Object detection data
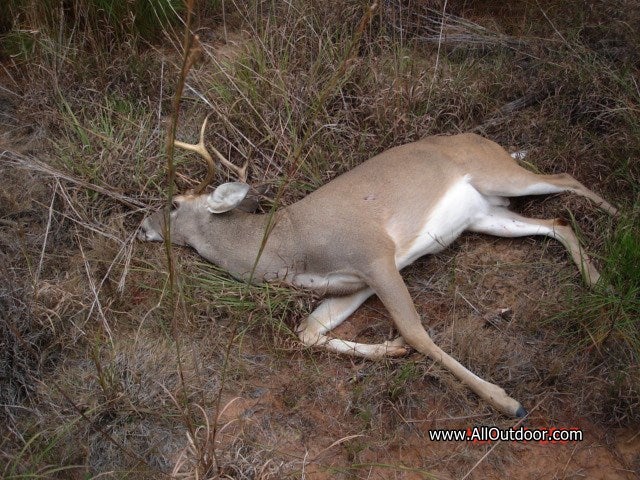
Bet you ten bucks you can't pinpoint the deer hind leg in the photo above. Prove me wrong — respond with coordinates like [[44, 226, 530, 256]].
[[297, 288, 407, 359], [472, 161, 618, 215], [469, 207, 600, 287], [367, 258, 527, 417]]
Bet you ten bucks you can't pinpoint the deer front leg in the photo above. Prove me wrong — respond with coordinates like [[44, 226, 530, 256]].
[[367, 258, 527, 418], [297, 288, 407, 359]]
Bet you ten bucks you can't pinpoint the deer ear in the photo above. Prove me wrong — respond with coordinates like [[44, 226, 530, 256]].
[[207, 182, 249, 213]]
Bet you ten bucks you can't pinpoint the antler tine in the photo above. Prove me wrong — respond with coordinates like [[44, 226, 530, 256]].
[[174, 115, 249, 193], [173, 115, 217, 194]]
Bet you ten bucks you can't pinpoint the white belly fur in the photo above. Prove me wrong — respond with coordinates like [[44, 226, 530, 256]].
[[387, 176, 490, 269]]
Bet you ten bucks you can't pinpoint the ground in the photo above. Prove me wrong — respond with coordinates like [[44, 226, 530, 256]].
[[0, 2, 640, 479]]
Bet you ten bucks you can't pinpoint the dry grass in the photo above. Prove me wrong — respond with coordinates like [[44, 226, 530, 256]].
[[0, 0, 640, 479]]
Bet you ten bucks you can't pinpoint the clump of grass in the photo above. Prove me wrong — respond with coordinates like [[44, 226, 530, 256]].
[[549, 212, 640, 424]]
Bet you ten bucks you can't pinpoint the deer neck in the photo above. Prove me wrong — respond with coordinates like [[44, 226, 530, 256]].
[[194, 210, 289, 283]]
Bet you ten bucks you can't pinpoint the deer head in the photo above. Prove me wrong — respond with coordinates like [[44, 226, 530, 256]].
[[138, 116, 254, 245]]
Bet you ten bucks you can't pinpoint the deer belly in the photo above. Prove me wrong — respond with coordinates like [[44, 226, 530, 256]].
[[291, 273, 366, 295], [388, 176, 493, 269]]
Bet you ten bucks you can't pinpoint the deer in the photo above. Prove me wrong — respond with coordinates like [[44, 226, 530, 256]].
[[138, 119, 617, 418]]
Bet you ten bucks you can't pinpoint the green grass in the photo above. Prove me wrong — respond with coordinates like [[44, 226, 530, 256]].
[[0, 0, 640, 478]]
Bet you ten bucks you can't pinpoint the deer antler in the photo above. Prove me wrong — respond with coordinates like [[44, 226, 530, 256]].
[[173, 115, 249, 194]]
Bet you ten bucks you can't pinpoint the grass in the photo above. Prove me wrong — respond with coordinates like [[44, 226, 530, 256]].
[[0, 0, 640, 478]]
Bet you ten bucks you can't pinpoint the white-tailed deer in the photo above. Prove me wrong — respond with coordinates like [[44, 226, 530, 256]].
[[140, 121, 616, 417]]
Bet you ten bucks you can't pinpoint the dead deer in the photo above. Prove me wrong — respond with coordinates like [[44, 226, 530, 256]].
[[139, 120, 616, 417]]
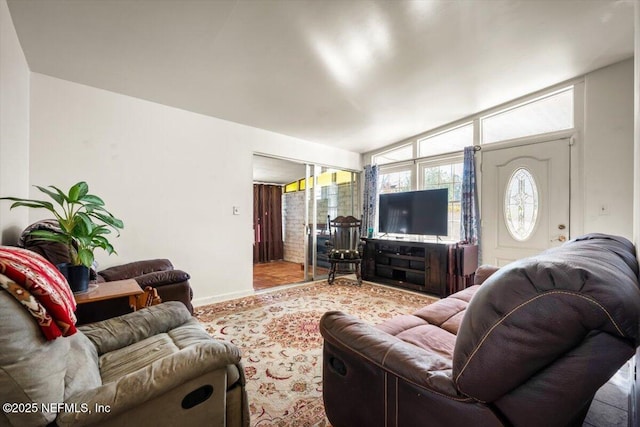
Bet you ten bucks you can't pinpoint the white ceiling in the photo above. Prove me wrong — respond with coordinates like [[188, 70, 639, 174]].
* * *
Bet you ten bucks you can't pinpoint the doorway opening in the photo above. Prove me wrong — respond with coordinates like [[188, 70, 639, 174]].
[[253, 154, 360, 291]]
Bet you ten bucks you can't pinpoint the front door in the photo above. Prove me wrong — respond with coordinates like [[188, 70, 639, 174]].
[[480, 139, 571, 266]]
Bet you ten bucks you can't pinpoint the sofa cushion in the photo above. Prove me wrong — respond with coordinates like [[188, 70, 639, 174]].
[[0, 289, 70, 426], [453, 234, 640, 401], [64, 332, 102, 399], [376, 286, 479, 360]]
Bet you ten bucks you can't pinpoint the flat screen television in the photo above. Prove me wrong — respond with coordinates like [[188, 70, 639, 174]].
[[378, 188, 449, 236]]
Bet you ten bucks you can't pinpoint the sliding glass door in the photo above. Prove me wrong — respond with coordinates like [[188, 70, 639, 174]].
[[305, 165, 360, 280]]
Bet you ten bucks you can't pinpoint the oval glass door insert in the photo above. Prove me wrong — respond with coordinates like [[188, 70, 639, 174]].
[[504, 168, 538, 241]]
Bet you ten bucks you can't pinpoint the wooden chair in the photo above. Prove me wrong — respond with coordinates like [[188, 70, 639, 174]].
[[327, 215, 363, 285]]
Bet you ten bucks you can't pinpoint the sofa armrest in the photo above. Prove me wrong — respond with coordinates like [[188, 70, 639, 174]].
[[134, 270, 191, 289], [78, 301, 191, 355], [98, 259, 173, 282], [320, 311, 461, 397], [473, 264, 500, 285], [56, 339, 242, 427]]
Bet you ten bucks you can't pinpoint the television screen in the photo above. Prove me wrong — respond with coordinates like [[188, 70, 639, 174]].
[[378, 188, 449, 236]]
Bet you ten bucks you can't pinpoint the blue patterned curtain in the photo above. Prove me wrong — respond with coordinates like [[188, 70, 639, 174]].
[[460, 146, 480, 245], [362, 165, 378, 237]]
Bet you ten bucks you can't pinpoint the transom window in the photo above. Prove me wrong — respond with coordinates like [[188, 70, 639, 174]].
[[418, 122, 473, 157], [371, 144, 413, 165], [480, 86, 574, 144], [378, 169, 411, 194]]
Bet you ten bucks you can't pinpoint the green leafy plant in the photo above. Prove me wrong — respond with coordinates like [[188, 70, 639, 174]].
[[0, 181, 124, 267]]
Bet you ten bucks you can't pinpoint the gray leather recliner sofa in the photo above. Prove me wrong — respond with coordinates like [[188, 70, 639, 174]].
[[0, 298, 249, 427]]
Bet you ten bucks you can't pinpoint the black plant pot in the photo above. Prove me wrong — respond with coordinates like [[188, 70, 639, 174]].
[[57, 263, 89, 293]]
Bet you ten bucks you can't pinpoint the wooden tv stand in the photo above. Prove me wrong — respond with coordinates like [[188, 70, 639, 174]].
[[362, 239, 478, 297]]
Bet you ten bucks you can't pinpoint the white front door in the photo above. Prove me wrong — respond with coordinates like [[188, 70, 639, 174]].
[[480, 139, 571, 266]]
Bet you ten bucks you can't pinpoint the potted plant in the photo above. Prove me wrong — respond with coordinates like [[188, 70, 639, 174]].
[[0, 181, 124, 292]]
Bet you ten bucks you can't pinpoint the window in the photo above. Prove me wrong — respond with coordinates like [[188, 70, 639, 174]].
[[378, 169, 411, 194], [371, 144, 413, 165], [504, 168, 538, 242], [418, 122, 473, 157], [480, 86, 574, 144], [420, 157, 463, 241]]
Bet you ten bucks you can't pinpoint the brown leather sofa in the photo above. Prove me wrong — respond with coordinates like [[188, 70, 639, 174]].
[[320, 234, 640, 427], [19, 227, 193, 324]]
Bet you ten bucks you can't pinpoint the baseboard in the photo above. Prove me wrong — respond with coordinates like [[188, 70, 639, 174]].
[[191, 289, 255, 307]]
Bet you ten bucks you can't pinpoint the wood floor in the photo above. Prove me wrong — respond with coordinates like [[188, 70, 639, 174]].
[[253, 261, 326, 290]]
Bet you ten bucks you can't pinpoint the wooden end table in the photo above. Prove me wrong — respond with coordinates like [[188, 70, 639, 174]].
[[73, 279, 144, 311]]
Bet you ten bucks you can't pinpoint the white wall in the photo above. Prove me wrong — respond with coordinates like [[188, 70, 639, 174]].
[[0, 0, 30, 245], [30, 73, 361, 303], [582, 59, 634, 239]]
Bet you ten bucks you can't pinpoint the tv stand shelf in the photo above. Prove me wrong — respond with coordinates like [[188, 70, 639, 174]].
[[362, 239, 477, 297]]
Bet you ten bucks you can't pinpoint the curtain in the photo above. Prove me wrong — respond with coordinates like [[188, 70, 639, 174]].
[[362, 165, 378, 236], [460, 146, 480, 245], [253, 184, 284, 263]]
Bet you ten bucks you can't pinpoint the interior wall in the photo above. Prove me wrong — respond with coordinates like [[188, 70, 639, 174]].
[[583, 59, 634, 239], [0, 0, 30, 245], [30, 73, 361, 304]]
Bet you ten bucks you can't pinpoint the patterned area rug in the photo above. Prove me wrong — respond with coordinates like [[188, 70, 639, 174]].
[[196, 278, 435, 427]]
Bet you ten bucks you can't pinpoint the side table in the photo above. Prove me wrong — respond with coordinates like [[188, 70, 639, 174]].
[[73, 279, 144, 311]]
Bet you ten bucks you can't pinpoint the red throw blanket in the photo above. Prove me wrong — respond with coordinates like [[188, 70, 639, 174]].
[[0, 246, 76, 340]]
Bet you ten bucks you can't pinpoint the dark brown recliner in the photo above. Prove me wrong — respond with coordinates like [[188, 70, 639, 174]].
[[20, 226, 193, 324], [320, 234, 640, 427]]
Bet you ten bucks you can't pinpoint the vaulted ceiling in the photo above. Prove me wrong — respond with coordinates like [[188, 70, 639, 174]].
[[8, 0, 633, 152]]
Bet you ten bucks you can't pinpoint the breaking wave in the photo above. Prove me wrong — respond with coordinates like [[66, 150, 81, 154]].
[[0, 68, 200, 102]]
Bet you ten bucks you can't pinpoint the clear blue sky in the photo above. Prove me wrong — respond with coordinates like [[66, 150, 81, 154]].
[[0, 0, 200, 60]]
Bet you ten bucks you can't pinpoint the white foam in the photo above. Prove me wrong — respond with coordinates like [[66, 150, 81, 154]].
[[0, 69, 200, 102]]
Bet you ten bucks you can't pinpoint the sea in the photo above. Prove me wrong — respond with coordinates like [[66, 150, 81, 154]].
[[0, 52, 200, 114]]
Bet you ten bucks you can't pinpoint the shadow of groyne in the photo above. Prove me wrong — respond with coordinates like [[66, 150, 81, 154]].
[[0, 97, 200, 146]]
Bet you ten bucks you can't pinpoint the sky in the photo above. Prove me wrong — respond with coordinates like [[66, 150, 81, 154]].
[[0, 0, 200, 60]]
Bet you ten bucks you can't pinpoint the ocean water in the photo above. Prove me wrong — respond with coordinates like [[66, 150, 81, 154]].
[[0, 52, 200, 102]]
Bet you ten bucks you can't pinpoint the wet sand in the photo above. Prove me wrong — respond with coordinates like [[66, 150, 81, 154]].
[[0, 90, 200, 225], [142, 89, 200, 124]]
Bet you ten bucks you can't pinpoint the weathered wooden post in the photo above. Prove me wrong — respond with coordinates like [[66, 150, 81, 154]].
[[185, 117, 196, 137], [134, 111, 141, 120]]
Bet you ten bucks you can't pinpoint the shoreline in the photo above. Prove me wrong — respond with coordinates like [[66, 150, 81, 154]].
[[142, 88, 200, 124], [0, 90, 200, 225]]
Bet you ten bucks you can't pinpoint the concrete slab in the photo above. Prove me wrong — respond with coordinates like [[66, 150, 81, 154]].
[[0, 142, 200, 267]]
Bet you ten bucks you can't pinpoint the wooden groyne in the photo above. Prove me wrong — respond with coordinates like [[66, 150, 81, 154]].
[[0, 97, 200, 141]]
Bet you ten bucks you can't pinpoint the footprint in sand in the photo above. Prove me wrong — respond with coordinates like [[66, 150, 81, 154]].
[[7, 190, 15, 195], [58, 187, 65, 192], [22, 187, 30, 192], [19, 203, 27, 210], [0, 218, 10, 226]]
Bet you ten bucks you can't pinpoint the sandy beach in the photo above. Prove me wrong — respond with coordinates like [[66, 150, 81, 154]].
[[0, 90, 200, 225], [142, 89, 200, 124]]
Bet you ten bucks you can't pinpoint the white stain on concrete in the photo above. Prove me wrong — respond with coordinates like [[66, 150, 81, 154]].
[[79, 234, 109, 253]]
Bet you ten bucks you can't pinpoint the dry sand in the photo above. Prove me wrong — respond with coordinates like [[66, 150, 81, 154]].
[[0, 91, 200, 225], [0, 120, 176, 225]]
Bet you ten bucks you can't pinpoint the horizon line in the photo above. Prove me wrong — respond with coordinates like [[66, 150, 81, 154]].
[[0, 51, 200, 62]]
--
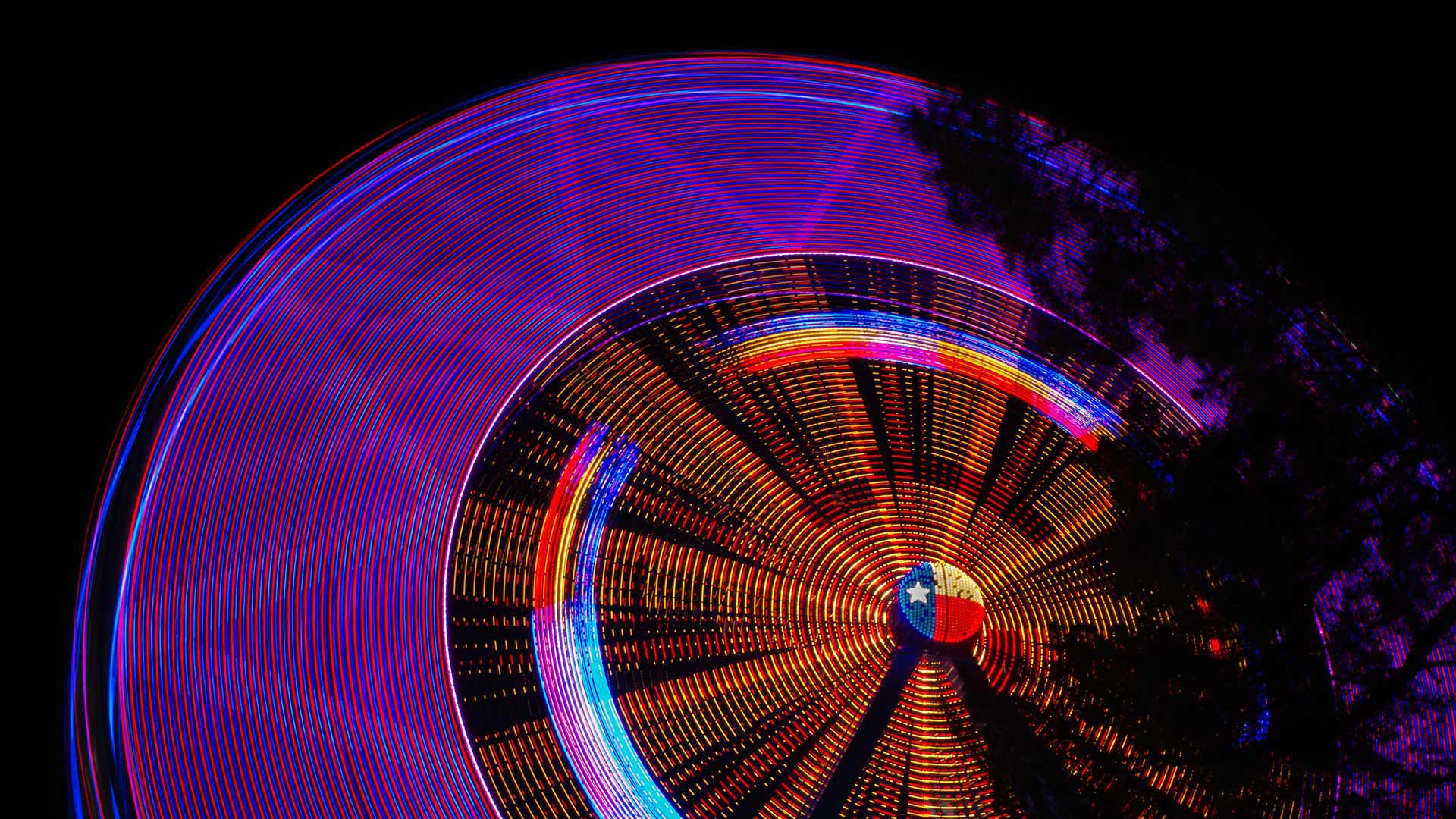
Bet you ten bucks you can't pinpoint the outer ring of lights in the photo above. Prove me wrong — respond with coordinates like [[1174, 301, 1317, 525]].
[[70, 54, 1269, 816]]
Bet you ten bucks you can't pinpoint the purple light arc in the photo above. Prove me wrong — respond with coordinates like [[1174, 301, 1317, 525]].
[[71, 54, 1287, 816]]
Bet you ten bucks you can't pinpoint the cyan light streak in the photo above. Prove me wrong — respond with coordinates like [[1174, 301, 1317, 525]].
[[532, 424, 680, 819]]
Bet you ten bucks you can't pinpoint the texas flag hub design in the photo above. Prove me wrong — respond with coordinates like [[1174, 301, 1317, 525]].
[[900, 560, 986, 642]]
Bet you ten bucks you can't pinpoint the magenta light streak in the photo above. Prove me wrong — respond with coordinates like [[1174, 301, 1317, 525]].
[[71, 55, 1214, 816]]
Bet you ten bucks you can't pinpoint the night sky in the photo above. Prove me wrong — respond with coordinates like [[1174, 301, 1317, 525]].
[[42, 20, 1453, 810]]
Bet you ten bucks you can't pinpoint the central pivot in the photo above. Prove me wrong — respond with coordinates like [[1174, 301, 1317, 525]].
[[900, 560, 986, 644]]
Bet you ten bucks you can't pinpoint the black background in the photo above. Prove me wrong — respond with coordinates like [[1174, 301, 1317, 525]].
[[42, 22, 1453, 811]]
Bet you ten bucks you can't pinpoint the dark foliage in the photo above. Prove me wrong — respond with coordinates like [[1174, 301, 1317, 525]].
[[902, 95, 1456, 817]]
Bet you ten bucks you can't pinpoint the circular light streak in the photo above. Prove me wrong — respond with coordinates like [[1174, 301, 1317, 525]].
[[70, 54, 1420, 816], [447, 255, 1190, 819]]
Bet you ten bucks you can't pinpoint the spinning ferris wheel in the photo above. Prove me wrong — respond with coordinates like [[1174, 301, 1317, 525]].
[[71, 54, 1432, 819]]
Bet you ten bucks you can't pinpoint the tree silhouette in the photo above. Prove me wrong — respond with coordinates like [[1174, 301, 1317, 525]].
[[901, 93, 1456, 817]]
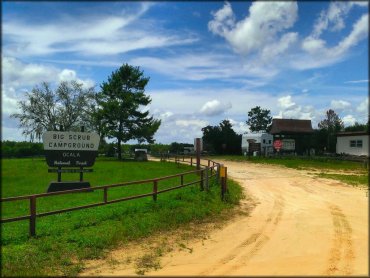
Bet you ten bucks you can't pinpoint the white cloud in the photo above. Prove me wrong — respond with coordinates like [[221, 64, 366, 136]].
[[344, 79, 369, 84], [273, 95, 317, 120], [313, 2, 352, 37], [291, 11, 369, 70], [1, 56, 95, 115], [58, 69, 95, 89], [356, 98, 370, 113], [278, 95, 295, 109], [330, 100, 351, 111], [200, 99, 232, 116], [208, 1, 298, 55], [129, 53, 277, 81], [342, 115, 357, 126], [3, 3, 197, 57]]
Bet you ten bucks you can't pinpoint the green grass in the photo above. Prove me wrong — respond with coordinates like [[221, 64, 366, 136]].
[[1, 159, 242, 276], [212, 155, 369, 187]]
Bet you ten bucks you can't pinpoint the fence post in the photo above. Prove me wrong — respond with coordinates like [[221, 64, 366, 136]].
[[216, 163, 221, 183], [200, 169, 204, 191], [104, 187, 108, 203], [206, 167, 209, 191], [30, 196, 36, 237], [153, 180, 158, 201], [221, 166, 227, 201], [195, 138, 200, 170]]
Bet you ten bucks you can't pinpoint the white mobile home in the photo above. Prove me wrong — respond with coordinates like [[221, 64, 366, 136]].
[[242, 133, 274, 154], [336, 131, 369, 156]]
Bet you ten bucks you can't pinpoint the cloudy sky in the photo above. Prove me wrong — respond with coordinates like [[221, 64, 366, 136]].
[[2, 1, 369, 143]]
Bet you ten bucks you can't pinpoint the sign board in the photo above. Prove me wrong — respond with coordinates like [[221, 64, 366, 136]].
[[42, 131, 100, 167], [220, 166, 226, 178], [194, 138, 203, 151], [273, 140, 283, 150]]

* THE PROBLEM:
Rewrite the listing lines from the line containing "Bet you ten bucks you can't pinpoint the shoreline" through the line containing "[[142, 88, 200, 124], [0, 90, 200, 225]]", inclusive, with "shoreline" swapped for "water's edge" and nothing else altered.

* TASK ANSWER:
Bet you ten bucks you can't pinpoint the water's edge in the photo above. Prove me wrong — respond with coordinates like [[66, 150, 81, 154]].
[[142, 88, 200, 124], [0, 90, 200, 225]]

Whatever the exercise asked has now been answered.